▶ _Kurze Aufgabe_: Tausche in der folgenden Liste jedes "residential house" gegen "dwelling" aus und schreib alle Zeilen sonst unverändert ab.

▶ _Gegebene Liste_:
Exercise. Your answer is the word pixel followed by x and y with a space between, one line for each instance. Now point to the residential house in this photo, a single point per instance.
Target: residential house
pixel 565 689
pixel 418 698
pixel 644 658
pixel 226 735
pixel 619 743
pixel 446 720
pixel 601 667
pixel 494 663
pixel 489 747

▶ _Richtige Ausgabe_:
Exercise. Your answer is the word pixel followed by x and y with a space between, one line for each instance. Now point to the dwelling in this photo, a single point per instance.
Target: dwelling
pixel 565 689
pixel 418 698
pixel 644 658
pixel 226 735
pixel 619 743
pixel 446 720
pixel 601 667
pixel 494 663
pixel 489 747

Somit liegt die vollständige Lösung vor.